━━━━━ Information given

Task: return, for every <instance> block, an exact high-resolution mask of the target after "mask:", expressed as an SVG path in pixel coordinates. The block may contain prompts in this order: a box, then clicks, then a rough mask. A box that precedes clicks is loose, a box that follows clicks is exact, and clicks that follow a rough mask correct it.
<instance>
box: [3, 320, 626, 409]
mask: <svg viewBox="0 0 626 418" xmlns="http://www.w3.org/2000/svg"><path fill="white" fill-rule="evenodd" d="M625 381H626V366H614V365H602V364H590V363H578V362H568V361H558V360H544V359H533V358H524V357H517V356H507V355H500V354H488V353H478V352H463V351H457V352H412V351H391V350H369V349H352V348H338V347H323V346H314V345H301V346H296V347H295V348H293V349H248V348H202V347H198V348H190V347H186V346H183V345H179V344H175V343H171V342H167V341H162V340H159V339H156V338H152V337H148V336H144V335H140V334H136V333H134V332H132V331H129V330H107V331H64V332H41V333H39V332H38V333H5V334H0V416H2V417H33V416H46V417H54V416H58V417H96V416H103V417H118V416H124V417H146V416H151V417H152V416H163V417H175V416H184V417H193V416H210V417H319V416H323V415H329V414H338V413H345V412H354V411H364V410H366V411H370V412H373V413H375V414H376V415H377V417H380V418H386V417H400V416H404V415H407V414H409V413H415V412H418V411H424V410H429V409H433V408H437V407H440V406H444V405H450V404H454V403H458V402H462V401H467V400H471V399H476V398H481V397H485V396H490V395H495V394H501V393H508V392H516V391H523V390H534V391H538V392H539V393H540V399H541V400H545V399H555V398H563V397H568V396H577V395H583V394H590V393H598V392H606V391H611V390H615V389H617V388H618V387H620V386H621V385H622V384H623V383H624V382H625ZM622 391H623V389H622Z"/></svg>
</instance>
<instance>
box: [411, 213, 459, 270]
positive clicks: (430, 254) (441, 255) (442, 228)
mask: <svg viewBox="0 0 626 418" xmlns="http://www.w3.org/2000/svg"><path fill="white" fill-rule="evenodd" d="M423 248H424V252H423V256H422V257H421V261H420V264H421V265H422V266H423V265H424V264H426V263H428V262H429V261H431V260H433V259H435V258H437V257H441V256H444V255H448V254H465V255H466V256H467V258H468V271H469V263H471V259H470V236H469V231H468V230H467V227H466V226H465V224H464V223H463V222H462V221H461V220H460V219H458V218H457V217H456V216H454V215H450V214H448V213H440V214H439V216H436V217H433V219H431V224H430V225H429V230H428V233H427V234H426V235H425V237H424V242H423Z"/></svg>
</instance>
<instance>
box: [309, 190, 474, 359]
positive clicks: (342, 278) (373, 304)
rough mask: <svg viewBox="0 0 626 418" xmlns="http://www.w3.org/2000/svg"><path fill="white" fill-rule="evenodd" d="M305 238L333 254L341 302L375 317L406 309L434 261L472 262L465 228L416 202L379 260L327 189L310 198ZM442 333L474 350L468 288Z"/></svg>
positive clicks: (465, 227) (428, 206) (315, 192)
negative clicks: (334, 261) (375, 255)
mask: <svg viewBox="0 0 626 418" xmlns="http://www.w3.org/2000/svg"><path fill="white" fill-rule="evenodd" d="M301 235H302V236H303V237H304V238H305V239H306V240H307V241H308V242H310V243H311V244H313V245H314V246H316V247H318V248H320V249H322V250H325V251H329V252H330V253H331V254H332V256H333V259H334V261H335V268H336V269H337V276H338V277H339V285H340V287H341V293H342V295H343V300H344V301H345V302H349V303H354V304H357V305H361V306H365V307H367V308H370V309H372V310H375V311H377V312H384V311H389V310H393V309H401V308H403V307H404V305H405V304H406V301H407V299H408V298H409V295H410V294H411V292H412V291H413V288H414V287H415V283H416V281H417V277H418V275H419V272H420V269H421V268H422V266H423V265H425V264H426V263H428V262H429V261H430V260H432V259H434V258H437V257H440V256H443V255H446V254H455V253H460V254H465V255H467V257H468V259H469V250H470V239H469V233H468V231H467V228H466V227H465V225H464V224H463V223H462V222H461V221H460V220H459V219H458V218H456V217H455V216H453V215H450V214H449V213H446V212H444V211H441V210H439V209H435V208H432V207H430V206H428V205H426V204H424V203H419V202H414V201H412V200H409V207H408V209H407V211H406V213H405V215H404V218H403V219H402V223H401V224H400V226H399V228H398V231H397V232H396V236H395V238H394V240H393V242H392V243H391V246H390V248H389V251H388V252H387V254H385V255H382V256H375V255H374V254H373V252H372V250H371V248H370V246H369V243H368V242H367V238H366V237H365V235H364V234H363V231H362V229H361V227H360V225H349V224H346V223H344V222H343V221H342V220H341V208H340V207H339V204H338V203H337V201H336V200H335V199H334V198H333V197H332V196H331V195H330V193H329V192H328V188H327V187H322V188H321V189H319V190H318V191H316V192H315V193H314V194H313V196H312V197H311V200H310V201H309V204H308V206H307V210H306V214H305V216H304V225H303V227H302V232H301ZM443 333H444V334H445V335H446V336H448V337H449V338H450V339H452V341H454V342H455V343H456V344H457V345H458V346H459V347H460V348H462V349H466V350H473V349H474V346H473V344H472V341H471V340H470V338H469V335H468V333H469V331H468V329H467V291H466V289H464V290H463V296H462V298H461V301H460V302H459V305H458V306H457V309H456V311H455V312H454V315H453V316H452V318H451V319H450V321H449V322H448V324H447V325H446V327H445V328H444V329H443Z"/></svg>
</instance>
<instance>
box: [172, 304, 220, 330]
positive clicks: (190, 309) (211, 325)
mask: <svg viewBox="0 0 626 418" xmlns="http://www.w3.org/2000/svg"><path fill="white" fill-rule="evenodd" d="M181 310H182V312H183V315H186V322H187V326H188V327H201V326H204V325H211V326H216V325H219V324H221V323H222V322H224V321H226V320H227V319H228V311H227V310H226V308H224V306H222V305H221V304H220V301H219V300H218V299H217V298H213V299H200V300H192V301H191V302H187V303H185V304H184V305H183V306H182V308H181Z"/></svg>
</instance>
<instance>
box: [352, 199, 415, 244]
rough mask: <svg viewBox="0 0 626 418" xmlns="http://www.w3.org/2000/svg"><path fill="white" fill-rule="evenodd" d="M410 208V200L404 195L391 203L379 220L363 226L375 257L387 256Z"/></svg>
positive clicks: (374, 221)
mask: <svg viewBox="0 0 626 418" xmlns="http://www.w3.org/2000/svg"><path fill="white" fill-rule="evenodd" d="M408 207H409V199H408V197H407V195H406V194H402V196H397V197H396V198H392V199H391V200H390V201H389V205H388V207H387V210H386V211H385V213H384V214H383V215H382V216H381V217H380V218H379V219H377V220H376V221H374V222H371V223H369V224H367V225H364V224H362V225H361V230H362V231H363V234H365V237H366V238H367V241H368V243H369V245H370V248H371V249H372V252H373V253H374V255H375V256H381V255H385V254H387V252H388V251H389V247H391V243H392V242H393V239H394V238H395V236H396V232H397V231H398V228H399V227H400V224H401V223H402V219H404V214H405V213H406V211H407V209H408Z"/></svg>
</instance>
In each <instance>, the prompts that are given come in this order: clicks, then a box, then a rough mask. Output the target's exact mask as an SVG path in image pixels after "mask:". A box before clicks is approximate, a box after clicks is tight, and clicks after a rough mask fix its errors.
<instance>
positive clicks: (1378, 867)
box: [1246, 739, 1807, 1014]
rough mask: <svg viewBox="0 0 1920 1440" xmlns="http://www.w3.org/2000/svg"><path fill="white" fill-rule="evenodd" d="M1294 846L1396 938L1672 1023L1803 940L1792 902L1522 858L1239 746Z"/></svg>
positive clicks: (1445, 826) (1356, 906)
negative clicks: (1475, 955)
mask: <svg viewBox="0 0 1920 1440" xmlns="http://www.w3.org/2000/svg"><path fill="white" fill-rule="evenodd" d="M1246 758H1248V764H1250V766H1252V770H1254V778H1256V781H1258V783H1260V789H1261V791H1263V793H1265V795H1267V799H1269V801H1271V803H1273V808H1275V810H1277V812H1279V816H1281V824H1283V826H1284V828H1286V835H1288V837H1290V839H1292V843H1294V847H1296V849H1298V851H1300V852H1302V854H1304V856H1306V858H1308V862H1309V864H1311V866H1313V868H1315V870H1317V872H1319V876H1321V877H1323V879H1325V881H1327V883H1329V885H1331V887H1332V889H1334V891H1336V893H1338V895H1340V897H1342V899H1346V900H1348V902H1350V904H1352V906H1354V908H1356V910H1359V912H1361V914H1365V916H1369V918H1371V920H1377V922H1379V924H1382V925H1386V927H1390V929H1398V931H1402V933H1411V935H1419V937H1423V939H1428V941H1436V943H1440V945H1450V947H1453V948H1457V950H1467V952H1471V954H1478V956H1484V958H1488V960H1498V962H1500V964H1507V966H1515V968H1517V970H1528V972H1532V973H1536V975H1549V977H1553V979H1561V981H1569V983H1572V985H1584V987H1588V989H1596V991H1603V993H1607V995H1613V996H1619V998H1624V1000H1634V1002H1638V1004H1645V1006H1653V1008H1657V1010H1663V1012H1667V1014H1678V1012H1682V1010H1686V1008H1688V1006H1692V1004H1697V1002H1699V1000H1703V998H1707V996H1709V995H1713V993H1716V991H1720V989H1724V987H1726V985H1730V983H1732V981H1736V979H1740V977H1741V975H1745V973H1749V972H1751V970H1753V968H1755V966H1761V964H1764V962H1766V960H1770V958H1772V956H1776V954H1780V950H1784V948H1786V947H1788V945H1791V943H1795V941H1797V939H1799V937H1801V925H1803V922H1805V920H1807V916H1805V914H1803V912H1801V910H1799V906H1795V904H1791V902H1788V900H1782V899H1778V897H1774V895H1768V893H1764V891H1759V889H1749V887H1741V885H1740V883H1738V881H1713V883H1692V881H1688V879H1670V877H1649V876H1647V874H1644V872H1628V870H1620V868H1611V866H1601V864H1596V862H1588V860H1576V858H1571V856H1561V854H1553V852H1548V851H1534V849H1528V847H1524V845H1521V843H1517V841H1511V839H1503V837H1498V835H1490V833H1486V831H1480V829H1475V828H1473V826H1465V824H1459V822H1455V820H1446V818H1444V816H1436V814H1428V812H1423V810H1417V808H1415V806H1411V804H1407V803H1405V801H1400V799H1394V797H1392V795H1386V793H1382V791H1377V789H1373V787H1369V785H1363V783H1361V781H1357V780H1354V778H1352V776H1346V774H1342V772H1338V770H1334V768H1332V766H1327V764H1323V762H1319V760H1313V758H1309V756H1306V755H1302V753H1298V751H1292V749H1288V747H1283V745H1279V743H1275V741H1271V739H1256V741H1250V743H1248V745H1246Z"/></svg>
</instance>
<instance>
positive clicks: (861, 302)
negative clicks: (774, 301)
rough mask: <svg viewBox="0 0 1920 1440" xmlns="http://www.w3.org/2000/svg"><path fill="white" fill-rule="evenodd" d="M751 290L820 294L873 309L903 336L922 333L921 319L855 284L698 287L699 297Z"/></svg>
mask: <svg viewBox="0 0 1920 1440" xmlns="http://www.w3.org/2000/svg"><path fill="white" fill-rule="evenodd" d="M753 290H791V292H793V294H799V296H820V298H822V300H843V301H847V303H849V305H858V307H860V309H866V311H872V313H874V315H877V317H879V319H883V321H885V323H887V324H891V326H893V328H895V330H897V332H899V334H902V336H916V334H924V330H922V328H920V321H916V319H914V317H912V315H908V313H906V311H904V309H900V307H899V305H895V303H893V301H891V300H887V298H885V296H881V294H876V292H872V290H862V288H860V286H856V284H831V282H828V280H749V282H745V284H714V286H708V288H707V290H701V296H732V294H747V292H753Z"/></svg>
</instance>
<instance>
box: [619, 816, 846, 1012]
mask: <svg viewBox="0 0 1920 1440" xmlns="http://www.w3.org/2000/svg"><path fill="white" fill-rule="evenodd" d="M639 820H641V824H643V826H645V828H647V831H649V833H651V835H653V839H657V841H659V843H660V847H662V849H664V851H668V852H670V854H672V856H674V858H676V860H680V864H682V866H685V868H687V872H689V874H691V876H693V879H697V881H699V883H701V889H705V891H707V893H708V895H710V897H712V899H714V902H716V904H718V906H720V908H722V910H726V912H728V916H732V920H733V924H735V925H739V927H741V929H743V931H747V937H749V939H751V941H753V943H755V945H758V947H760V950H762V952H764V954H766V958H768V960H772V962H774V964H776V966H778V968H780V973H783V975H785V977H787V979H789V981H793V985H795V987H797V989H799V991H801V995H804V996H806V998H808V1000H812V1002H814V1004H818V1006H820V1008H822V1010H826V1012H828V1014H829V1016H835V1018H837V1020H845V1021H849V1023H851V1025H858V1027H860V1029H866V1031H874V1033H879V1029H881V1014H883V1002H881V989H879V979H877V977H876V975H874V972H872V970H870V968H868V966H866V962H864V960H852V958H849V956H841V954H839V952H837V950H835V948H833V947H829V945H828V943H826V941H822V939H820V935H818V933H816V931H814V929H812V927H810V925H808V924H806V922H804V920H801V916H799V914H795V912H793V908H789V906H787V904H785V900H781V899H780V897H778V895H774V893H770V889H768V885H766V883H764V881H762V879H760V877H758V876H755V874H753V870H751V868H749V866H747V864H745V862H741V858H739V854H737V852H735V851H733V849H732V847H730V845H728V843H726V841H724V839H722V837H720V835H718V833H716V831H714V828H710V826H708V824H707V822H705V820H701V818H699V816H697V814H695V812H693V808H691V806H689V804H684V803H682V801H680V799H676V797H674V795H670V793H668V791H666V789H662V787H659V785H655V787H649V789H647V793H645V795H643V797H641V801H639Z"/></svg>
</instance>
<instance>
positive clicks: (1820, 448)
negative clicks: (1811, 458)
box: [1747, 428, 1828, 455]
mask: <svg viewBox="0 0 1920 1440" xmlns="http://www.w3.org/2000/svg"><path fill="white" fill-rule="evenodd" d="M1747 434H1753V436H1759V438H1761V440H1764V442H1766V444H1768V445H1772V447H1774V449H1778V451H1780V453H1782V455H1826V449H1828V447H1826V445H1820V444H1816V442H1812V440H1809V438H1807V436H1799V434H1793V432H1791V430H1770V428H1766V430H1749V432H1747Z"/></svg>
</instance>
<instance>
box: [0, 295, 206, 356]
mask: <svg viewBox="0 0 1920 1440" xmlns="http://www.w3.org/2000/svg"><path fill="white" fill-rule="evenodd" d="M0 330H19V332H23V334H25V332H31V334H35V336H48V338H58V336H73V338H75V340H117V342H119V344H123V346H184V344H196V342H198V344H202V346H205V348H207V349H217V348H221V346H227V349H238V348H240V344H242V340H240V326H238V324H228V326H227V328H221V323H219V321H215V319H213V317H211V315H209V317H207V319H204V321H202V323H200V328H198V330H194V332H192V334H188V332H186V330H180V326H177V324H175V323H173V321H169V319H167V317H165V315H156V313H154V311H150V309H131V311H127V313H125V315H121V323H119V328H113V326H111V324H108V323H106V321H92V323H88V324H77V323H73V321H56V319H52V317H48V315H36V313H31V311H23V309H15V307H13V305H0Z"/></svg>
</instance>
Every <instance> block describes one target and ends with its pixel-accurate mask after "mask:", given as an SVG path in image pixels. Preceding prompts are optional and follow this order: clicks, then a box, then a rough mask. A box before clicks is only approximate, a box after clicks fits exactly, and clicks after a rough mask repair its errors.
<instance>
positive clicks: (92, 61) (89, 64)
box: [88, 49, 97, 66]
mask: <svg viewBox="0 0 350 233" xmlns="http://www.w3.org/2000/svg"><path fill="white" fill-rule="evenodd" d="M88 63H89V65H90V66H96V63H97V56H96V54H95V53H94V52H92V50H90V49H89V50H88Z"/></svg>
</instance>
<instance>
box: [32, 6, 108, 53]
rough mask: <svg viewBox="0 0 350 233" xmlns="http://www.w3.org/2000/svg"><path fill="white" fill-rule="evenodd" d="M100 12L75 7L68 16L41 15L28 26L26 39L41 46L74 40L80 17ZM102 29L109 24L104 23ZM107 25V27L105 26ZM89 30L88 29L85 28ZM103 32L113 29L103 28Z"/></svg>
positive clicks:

━━━━━━━━━━

What to do » Retype word for word everything in the listing above from the line that holds "positive clicks: (342, 278) (373, 304)" down to the line that holds "238L333 254L341 302L375". Keep both end lines and leave out the rest.

Result for this exercise »
positive clicks: (342, 278) (373, 304)
rough mask: <svg viewBox="0 0 626 418" xmlns="http://www.w3.org/2000/svg"><path fill="white" fill-rule="evenodd" d="M305 238L333 254L341 302L375 317L406 309L434 261L472 262L465 228L416 202L379 260L327 189L310 198ZM442 333L474 350L468 288Z"/></svg>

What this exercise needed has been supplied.